INSTRUCTIONS
(a) In the Peak District campsite thread, why does the reply describing the Losehill site say that getting out and about in a van is less convenient from there?
(b) From the Peak District campsite thread, extract the passage from "The village is" to "busy small villages)." word for word.
(c) Extend the Peak District campsite thread, picking up from its last line.

-- start of DOCUMENT PASSAGE --

# Peak district



## ramblefrog (Jun 28, 2010)

Hi - we are planning on spending a couple of weeks in the Peak District walking and biking. Can anyone suggest a few campsites to stay at?
Thanks


----------



## trevorf (May 16, 2005)

Loose Hill CC site near Castleton is one of our favorites. Great walks around the hope valley and up Mam Tor. Close to town for good pubs.


Trevor


----------



## 113016 (Jun 5, 2008)

ramblefrog said:


> Hi - we are planning on spending a couple of weeks in the Peak District walking and biking. Can anyone suggest a few campsites to stay at?
> Thanks


Hayfield Camping & Caravaning Club site is our favourite in the area.  
Hayfield is a great walking area and is where the Mass Trespass was walked at Kinder reservoir.
And to equal that, Joan & Kevin the site Managers are also Motorhomers and are very hospitable and keep the site very well.
Note caravans are not permitted, only tents & motorhomes.
No electricity and no hard standings but good showers. Kevin will not site you where the ground may be soft so no worries.
The village is a 10 minute walk either along the river path or the roadway and 5 pubs there.
There is also a pub within 5 minutes.
Give it a try, I am sure you won't be disappointed.


----------



## Brock (Jun 14, 2005)

You are spoiled for choice.

The Peak District is split into two parts, the brooding peat moors of the Dark peak in the north caused by the gritstone rock, and the soft green but dry valleys of the south peak's limestone country. The south peak is where they have the well-dressings which are worth a look, particularly if cycling (parking a large van can be difficult in busy small villages).

There are numerous CLs or equivalent, some near or at good pubs.

North

Losehill is a good site with easy access to the Devil's Arse, Peveril Castle, and the wonderful shivering mountain. Access to Castleton is limited since the MamTor road collapsed. Therefore, getting out and about in your van is less convenient.

CC has a site at Chatsworth House. Never been because it is so expensive in my eyes but it is very popular.

CCC has a great site at Hayfield with ready access for walking on the moors and a cycle path into New Mills. Access is limited for large motorhomes (they don't allow caravans) but I managed to get in and out with my 6.5m (nothing rude intended).

-- end of DOCUMENT PASSAGE --
-- start of DATASET RECORDS --

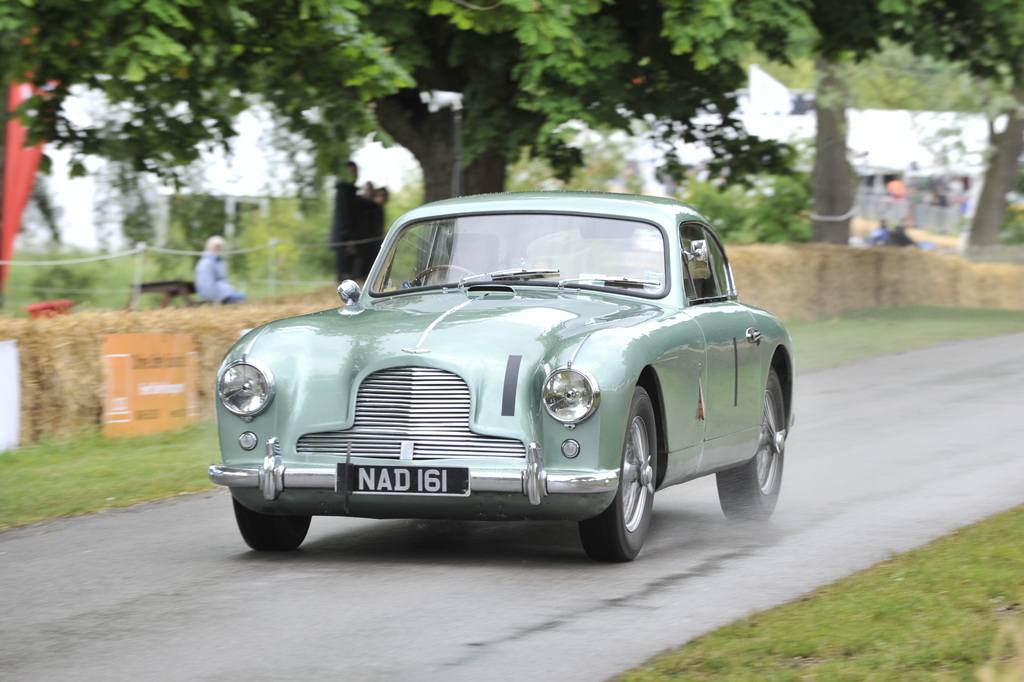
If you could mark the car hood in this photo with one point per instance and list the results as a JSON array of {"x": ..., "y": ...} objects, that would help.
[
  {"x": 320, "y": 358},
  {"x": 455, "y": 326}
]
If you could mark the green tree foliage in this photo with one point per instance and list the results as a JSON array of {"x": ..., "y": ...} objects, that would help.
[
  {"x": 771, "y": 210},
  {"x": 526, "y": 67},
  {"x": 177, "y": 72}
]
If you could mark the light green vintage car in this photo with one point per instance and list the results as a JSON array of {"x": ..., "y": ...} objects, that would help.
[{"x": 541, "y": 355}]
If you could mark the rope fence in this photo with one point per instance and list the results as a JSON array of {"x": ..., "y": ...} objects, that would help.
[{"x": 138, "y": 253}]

-- end of DATASET RECORDS --
-- start of DATASET RECORDS --

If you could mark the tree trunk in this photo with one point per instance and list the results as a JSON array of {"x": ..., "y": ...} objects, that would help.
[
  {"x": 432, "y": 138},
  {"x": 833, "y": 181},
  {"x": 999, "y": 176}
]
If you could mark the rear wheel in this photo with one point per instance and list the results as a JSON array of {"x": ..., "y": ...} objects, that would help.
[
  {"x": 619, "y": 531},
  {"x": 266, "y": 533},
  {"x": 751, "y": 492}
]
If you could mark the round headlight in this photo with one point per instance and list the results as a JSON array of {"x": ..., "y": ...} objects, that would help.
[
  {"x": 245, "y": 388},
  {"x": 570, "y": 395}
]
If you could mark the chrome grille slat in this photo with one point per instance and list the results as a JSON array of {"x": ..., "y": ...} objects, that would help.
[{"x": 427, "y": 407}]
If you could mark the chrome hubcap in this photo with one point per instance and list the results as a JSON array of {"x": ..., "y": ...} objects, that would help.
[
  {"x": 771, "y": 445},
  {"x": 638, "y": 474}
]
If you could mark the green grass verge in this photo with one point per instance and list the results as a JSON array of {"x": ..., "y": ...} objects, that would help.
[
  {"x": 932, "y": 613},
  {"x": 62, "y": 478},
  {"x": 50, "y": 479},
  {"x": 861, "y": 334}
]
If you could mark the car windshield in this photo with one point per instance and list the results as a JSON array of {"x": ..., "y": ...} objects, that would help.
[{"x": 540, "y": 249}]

-- end of DATASET RECORDS --
-- start of DATASET RECORDS --

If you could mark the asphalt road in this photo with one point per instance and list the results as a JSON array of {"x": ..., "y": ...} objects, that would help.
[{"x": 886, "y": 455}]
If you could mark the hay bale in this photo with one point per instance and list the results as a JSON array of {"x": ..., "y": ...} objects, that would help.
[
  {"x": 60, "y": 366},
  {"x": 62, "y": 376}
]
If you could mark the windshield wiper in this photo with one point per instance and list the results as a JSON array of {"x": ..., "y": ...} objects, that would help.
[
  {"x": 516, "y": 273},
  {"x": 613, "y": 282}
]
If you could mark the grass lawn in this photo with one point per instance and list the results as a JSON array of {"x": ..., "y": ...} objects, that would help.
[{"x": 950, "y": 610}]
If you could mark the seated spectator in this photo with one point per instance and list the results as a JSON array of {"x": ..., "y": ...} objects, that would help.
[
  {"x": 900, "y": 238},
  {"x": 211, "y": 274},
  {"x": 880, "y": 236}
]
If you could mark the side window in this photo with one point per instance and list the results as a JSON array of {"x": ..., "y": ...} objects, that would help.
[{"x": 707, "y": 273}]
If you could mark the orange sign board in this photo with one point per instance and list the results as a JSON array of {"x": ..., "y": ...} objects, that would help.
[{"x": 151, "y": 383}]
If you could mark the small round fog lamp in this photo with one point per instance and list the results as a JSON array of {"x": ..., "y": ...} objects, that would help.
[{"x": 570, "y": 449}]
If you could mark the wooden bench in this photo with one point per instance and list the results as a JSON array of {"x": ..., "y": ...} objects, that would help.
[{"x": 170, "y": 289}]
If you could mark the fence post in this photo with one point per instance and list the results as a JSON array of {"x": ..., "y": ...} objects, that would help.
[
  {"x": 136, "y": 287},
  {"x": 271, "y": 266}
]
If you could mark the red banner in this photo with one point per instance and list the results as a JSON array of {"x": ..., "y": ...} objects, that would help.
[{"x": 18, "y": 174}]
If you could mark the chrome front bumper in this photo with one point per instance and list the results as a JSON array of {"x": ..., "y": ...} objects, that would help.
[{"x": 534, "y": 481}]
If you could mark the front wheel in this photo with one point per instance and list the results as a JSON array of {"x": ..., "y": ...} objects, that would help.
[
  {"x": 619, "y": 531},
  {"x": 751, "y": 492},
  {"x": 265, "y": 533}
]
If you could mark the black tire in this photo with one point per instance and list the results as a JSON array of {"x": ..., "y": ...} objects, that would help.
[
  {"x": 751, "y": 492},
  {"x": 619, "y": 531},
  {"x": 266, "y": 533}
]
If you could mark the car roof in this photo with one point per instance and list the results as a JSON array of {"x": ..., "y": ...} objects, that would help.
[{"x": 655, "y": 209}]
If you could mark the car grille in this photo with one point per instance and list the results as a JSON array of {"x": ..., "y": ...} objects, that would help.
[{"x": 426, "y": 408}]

-- end of DATASET RECORDS --

EXERCISE ANSWERS
(a) The Mam Tor road collapsed, so access to Castleton is limited. That makes getting out and about in a van less convenient.

(b)
The village is a 10 minute walk either along the river path or the roadway and 5 pubs there.
There is also a pub within 5 minutes.
Give it a try, I am sure you won't be disappointed.


----------



## Brock (Jun 14, 2005)

You are spoiled for choice.

The Peak District is split into two parts, the brooding peat moors of the Dark peak in the north caused by the gritstone rock, and the soft green but dry valleys of the south peak's limestone country. The south peak is where they have the well-dressings which are worth a look, particularly if cycling (parking a large van can be difficult in busy small villages).

(c)
Both the CC and CCC have good sites just outside Leek. On the west of the Peak District, and very hilly, the Staffordshire moors are great for walking and you have easy access to the rest of the Peak District, north and south.

The CC has a good site at Grin Low just outside Buxton and within walking distance of the town. The hills mean you may want to drive out for easy cycling.

South

Blackwall Plantation Caravan Club near Ashbourne is ideally placed for walking and cycling. It can get busy, particularly with children, but it is a big site, well spaced.

If you want a really select site, try the CC one at Ilam Hall. Very difficult to find a pitch but worth trying.

My advice?*

I come from the north peak and still regularly motorhome on the CC sites in the Peak District. I'd choose Buxton and Ashbourne as my bases. Both have good routes in and out, both are close enough to cycle routes and great walking, and both will give you access to the different areas.*


----------



## teemyob (Nov 22, 2005)

*Walking*

Bakewell C&CC


----------



## tubbytuba (Mar 21, 2007)

Clover fields at Buxton is a lovely site. great facilities and you'll struggle to get friendlier people running a site.
Lots of walks and cycle rides close by.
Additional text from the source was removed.